= Beginning of Section =

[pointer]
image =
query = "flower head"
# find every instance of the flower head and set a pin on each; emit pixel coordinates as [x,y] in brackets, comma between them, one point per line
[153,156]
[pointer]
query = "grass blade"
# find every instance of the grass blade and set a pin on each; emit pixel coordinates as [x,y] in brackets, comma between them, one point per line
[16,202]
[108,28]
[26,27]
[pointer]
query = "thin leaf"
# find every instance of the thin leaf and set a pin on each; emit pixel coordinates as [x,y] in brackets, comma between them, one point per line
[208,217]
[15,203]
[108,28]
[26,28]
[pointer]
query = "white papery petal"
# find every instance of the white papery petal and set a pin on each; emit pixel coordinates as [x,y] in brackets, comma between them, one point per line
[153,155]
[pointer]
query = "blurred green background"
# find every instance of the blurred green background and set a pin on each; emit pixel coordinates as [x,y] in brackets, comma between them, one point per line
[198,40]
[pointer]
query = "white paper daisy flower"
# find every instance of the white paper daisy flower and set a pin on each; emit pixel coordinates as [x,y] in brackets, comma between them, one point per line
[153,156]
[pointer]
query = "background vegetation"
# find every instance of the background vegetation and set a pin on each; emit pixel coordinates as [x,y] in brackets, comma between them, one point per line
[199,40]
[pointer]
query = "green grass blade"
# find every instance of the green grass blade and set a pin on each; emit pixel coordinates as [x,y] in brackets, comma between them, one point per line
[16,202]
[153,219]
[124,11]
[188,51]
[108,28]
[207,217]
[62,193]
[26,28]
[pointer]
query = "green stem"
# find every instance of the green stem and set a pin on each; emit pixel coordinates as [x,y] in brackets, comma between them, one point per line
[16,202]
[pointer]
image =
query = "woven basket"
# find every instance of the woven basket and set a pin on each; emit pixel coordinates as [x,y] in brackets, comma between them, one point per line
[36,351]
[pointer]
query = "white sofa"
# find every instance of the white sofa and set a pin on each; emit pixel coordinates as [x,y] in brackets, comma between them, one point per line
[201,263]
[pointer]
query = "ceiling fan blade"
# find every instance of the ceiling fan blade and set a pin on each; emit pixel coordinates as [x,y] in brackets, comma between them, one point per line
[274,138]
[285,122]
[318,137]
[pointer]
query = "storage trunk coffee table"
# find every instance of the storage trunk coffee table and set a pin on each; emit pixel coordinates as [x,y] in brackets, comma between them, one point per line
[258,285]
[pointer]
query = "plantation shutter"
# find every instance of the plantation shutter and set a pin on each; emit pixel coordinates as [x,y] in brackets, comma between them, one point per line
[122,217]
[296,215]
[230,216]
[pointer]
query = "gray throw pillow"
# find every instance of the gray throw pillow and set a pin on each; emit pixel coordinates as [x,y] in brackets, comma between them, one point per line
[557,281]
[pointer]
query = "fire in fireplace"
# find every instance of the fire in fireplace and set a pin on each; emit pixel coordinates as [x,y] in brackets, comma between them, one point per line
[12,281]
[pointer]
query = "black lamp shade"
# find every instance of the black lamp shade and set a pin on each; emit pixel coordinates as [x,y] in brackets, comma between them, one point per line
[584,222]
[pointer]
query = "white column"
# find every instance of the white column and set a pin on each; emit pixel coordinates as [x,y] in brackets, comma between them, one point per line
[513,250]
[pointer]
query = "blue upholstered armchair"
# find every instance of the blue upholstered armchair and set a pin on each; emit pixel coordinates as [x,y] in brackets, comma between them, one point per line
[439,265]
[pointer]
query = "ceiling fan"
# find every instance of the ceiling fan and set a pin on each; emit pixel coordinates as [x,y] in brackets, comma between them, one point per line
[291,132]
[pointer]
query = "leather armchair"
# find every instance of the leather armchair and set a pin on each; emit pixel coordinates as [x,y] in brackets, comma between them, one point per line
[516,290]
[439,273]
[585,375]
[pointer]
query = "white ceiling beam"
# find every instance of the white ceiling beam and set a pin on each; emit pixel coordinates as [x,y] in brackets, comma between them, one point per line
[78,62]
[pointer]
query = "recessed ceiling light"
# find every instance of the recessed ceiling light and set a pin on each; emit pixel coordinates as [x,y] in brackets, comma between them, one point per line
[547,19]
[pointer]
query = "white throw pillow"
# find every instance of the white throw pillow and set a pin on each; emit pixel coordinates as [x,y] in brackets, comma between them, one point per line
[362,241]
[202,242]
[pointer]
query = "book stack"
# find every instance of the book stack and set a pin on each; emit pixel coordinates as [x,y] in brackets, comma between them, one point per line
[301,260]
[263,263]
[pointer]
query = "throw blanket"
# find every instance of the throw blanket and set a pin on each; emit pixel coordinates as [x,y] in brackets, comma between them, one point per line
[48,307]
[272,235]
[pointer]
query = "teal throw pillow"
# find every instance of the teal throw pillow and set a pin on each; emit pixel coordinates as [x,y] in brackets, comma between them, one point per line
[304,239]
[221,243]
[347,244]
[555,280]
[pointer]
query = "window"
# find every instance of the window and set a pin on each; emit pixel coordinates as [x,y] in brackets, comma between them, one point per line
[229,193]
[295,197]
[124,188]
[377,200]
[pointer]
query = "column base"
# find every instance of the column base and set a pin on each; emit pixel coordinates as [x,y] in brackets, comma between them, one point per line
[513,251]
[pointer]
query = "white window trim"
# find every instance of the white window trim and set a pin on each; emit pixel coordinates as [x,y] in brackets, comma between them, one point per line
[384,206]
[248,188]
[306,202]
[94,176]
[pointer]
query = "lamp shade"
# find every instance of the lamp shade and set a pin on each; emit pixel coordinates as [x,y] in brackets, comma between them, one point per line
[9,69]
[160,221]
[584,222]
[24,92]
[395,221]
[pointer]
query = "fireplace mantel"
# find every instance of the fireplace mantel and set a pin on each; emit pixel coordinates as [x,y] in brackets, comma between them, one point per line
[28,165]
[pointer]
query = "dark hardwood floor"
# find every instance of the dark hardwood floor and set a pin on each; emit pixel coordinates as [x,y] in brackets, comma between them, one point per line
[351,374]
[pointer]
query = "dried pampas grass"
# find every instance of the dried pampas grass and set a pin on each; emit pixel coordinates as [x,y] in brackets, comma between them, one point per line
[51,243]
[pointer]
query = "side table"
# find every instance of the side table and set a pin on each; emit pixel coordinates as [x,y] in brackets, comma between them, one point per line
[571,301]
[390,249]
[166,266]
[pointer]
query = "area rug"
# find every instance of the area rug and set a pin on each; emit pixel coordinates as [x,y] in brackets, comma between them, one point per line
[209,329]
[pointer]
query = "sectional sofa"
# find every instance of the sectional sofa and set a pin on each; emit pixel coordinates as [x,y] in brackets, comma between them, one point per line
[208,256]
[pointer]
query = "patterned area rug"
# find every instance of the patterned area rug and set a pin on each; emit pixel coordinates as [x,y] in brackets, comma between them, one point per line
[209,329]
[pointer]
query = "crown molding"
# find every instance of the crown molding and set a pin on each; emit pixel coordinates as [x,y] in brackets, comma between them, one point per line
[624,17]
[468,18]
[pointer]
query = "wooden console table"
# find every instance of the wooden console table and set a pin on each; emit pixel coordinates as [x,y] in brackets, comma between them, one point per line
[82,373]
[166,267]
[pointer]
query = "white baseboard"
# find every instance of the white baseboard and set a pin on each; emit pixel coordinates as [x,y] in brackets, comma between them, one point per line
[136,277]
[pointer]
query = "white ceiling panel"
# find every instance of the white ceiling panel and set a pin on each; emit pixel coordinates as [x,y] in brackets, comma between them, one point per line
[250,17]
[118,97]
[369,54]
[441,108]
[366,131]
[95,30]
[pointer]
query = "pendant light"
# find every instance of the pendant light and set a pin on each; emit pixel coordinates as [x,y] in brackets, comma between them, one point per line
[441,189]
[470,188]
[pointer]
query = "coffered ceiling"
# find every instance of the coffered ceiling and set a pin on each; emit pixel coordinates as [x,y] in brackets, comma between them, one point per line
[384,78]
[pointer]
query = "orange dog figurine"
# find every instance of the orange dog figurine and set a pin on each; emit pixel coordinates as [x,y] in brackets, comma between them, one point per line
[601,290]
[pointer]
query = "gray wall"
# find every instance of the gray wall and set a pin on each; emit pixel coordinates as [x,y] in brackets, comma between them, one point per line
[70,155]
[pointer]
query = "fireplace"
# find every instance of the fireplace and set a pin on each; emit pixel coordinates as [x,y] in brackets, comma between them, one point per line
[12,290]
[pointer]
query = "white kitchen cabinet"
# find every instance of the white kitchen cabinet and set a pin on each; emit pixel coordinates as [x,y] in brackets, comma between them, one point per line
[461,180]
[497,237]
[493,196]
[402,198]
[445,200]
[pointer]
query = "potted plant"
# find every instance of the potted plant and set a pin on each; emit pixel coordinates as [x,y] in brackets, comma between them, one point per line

= End of Section =

## WHAT THE EXERCISE ASKS
List the lines of the material in which the word "potted" occurs.

## RESULT OF THE TASK
query = "potted plant"
# find every instance of the potted plant and set a pin on each; emit pixel coordinates as [x,y] in brackets, comma between them, one point per line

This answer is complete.